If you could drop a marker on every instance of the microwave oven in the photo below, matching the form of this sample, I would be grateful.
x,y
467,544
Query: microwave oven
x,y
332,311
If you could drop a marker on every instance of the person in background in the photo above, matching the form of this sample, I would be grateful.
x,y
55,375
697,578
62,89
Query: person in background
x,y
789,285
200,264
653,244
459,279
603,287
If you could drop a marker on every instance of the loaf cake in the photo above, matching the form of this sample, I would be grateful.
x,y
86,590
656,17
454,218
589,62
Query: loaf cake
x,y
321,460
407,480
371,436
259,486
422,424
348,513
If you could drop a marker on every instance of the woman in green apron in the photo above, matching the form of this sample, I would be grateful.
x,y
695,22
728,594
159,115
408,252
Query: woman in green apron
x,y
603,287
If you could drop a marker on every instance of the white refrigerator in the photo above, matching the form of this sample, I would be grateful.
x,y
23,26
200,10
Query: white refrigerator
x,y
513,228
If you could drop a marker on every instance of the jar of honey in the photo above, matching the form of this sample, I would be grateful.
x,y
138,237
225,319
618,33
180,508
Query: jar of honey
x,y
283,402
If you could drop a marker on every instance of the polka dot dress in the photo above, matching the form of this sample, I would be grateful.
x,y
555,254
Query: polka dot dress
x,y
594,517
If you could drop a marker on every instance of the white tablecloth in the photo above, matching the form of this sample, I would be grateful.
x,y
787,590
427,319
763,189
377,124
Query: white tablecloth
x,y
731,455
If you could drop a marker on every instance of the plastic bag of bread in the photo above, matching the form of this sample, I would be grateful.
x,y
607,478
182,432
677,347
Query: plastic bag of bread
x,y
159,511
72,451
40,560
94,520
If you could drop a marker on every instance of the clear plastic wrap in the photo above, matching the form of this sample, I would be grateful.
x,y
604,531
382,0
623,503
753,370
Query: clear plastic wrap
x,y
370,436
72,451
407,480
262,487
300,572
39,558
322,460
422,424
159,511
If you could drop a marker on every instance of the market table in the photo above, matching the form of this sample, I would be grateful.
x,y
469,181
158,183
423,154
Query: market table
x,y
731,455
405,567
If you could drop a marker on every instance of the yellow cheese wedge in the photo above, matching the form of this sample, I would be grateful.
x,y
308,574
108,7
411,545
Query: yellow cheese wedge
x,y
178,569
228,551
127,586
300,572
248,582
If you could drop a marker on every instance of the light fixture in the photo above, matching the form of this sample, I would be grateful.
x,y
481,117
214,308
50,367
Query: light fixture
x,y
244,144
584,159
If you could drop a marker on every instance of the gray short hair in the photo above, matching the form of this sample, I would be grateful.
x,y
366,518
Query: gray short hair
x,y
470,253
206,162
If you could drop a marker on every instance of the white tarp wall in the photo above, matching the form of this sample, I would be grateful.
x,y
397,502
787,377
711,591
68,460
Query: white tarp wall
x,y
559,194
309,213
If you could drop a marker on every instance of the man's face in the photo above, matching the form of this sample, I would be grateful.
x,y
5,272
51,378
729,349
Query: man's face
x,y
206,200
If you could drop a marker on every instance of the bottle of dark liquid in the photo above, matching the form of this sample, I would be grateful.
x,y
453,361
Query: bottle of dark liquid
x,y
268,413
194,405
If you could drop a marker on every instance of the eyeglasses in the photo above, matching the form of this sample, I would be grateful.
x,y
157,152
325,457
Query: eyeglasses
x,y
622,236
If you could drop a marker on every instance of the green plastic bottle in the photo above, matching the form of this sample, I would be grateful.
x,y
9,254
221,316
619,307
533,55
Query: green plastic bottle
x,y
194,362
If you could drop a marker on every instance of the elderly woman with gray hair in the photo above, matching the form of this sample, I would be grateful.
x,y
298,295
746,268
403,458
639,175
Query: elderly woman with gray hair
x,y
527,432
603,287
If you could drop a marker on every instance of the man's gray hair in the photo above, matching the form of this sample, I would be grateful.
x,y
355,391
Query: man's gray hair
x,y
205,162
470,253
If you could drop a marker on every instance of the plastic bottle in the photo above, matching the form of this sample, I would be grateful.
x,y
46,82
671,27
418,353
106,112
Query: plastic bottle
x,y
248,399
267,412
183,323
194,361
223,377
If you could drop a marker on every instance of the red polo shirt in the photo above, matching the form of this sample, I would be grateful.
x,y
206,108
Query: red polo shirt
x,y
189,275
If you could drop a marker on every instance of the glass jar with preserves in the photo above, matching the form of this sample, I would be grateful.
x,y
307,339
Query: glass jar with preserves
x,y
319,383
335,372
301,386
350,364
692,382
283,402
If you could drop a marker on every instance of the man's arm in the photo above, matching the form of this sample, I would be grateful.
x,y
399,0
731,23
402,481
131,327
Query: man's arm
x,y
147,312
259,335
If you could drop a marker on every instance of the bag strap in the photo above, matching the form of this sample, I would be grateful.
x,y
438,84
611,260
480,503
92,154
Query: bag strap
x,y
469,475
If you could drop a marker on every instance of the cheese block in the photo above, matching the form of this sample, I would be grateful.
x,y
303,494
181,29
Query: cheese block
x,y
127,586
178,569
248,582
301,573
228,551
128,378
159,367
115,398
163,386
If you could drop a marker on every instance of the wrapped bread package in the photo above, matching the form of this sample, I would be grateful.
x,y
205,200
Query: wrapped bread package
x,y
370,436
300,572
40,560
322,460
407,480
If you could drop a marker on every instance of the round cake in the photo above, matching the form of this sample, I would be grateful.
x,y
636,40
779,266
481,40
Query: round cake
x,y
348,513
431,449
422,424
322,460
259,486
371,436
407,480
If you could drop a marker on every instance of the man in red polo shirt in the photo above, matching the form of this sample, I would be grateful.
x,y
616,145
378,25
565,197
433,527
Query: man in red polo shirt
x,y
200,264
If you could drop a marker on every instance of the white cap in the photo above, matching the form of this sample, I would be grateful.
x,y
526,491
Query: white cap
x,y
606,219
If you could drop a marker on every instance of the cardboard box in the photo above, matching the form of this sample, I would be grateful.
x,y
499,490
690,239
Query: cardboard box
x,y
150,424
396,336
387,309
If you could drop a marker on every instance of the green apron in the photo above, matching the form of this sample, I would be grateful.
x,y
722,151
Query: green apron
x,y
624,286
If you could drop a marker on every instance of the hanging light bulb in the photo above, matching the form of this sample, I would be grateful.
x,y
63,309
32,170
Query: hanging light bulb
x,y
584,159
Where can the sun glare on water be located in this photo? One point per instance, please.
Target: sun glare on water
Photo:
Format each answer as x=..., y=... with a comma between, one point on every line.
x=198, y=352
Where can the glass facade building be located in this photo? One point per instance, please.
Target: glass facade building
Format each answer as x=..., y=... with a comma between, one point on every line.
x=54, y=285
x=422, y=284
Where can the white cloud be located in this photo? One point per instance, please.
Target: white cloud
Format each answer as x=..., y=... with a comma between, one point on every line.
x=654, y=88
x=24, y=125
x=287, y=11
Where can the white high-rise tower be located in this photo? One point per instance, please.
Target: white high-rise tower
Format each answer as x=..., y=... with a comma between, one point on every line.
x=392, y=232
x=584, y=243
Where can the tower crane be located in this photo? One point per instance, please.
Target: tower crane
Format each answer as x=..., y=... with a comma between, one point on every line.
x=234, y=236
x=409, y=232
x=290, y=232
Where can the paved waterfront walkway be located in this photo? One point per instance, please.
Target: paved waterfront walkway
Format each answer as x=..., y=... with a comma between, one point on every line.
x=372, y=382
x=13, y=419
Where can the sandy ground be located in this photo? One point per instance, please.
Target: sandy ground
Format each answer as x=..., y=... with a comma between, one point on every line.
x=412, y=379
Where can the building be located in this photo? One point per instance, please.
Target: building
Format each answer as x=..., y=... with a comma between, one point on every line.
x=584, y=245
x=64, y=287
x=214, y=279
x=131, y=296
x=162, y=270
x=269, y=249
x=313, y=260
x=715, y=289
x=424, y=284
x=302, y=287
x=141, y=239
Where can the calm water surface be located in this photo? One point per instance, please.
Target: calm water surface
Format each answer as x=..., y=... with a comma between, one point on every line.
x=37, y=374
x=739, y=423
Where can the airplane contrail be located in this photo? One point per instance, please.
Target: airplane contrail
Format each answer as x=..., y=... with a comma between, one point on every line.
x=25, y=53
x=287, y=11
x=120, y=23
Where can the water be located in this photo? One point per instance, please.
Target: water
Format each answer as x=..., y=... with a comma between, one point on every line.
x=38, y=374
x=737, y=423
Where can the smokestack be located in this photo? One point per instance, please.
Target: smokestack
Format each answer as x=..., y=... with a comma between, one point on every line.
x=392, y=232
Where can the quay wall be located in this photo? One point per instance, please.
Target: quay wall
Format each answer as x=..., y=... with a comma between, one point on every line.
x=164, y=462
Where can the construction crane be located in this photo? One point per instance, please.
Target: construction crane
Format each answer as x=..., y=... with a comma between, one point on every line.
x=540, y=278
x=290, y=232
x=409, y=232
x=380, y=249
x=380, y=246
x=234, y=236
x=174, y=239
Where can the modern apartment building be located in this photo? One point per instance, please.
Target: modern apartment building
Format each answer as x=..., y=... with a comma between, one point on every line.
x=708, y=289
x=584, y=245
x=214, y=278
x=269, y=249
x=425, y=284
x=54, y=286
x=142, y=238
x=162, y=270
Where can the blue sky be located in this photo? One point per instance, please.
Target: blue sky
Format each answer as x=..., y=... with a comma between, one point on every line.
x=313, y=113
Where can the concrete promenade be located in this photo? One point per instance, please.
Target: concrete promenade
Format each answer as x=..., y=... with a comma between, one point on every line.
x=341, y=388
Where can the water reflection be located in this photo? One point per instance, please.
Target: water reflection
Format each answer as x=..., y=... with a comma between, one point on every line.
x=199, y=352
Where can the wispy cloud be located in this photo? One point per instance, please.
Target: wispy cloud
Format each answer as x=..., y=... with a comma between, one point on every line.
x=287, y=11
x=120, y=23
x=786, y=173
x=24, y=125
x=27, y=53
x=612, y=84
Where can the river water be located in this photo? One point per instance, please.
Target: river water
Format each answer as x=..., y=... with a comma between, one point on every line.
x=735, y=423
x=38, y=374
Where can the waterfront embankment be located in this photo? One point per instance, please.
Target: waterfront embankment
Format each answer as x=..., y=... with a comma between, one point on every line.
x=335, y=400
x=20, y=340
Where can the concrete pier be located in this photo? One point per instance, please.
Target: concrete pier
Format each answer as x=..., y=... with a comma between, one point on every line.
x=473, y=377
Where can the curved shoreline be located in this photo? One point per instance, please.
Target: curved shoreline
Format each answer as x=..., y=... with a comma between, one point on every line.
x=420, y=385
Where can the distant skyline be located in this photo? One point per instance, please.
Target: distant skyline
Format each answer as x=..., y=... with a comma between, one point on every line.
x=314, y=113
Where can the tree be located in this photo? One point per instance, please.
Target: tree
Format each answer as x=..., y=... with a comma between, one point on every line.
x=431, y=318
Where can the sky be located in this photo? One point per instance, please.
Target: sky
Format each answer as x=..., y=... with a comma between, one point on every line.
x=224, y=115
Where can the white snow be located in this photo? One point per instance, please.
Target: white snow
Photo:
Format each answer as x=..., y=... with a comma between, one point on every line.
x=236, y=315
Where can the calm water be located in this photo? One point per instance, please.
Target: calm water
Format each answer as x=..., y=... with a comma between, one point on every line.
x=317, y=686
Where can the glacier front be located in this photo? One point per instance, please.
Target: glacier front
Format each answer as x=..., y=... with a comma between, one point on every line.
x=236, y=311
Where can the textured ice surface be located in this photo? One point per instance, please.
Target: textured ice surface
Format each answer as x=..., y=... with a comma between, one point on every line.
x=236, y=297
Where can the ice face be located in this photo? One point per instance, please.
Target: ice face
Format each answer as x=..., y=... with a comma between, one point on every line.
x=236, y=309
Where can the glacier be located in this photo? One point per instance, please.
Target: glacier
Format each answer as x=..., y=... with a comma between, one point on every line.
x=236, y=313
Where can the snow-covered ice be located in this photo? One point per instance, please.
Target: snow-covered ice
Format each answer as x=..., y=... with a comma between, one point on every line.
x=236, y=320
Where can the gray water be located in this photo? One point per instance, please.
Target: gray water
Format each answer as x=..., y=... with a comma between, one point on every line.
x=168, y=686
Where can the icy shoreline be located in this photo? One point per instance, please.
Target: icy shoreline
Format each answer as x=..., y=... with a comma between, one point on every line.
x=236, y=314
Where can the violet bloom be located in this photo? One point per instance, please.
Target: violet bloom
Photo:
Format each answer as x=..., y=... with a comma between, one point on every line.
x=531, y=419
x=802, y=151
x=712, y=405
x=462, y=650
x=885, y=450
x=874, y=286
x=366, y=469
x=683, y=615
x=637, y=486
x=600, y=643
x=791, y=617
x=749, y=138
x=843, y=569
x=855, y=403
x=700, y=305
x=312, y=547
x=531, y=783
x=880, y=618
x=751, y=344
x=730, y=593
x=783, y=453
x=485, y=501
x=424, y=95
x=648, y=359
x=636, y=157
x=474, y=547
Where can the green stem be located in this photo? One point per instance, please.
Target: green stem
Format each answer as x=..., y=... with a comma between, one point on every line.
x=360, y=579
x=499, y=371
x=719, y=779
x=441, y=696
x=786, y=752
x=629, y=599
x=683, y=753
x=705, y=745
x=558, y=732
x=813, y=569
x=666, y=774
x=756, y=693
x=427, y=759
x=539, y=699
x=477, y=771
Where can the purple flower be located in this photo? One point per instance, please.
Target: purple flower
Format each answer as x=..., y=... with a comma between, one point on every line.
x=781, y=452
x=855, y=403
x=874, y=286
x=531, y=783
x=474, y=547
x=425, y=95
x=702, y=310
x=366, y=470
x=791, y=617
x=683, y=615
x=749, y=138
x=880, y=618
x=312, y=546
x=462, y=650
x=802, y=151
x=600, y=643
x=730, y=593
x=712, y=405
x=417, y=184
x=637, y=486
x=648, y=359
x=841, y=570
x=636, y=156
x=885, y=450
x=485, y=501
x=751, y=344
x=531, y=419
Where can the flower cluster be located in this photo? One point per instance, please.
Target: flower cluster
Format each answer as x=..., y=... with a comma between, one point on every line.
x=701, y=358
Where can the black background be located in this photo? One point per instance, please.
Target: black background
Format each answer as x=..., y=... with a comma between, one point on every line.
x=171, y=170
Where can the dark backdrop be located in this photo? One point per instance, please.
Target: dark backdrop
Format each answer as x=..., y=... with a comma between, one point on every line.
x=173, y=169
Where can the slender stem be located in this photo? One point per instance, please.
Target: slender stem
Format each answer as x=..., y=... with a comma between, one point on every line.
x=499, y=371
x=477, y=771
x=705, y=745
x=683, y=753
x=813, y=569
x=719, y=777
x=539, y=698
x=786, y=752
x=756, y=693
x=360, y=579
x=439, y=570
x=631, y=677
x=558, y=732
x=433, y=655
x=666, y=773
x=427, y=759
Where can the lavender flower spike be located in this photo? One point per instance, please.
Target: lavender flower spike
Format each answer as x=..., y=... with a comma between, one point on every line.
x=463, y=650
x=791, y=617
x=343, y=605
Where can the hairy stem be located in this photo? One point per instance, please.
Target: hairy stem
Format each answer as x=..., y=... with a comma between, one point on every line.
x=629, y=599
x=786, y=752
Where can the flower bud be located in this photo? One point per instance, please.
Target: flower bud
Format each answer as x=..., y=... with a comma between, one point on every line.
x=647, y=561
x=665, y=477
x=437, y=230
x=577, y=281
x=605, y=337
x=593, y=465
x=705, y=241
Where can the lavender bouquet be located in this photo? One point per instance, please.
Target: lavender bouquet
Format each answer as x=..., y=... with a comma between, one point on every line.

§ **PROBLEM DETAILS**:
Lines from the records above that hold "apartment" are the ones to list.

§ **RESPONSE TO THIS EXERCISE**:
Where can the modern apartment building be located in this photo? One point per instance, please.
Target: modern apartment building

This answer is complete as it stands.